((
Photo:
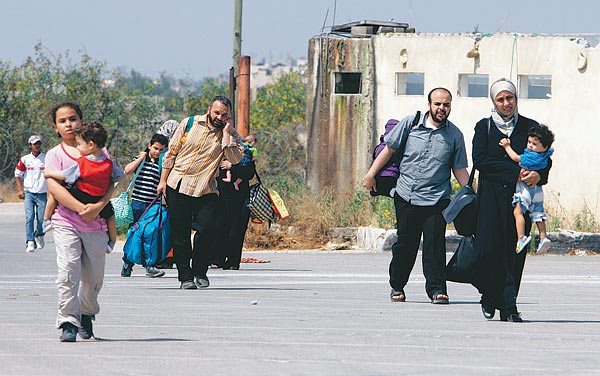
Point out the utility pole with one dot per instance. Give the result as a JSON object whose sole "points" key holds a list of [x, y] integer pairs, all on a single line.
{"points": [[237, 50], [237, 36]]}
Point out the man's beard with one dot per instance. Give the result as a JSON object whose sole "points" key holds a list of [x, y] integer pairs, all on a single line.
{"points": [[440, 118], [216, 122]]}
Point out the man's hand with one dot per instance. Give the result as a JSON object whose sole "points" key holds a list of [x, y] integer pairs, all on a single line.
{"points": [[531, 178], [228, 127], [226, 165]]}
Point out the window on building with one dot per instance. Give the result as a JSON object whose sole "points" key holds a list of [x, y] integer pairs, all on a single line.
{"points": [[535, 86], [473, 85], [347, 82], [410, 83]]}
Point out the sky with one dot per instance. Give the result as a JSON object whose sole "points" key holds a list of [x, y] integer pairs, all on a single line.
{"points": [[194, 38]]}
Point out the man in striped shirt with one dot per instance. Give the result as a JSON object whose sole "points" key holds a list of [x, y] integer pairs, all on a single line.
{"points": [[190, 169]]}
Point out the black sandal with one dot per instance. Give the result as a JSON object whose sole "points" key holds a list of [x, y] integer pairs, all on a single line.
{"points": [[397, 296]]}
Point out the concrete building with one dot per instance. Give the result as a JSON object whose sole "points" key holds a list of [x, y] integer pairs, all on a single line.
{"points": [[364, 73]]}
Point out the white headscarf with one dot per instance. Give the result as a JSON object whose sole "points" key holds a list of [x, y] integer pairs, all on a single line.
{"points": [[505, 124], [168, 128]]}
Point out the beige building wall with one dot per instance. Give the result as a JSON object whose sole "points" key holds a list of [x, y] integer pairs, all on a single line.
{"points": [[572, 112]]}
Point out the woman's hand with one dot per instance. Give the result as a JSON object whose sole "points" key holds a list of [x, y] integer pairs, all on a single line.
{"points": [[226, 165], [91, 211]]}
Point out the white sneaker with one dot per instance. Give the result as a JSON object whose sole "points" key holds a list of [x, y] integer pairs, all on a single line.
{"points": [[39, 241], [543, 246], [522, 243], [30, 246]]}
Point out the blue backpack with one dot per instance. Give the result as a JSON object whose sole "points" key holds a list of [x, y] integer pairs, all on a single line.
{"points": [[149, 239]]}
))
Task description —
Quote every entry exactly, with the pictures omitted.

Right answer —
Photo:
Point out the utility pole with one dot per instance. Give the result as a JSON object whose sole "points" key holds a list of [x, y] integer pairs, all on a single line.
{"points": [[237, 50], [237, 36]]}
Point out the man's beard with one dot per instance. Give the result as a JSON object whose sole "points" key holds a list of [x, y] integer pairs, all on a single line.
{"points": [[440, 118], [216, 122]]}
Point out the man's hand with one dot per instance. Give the result as a JSON object whose sole "points" key holds a list of [x, y] integer pairs, all on a single line.
{"points": [[531, 178], [228, 127], [226, 165]]}
Point out the window on building with one dot per instance. Give the result as a JSON object whose sole "points" key holds a list of [x, y] integer pairs, all on a single line.
{"points": [[535, 86], [473, 85], [347, 82], [410, 83]]}
Point out the sky with one dot per instance. Give the result as a JSON object whose sole "points" key holds a list of [x, y] integer pairs, all on a single line.
{"points": [[194, 38]]}
Point out the man in striped shirt with one dot per instance. Give the result as a JSON object whose sole "points" key holds a list of [x, y] integer pairs, all on a single line.
{"points": [[190, 169]]}
Point out the black sandal with one dot per instance. Give the result as a JSON object whose sole "points" key holds a list of [x, y] integer pairs, all on a single line.
{"points": [[397, 296]]}
Point out the concrete building with one dot per instance. Give the result as a JSON object whose sole "points" key holds a list of [x, y] integer pairs, all on a single line.
{"points": [[364, 73]]}
Point out the white headscarf with one dot per instance. Give the result as a JSON object whose sole "points" key holds a list of [x, y] integer pairs, all on a single line.
{"points": [[505, 124], [168, 128]]}
Point out the beige building wall with one dot per instance. Give the result as a JSON object whose sole "points" key holds a list of [x, y] integer pairs, all on a single line.
{"points": [[572, 112]]}
Point out the woman's hand with one dot per instance. Give the result as a JSON object whose sole "points" key holds a list of [x, y] integer pairs, all on a single line.
{"points": [[226, 165], [91, 211]]}
Point out the white sneaker with one dot per instance. Give the result as a JSON object whose sole "points" key holds a list of [x, y] integer pairs, all on a single line.
{"points": [[39, 241], [543, 246], [522, 243], [30, 246]]}
Point out the blue backpack with one dot per instance. Give the result as a JSON object whose sole "points" key holds a list of [x, y] integer pairs, all on a single line.
{"points": [[149, 239]]}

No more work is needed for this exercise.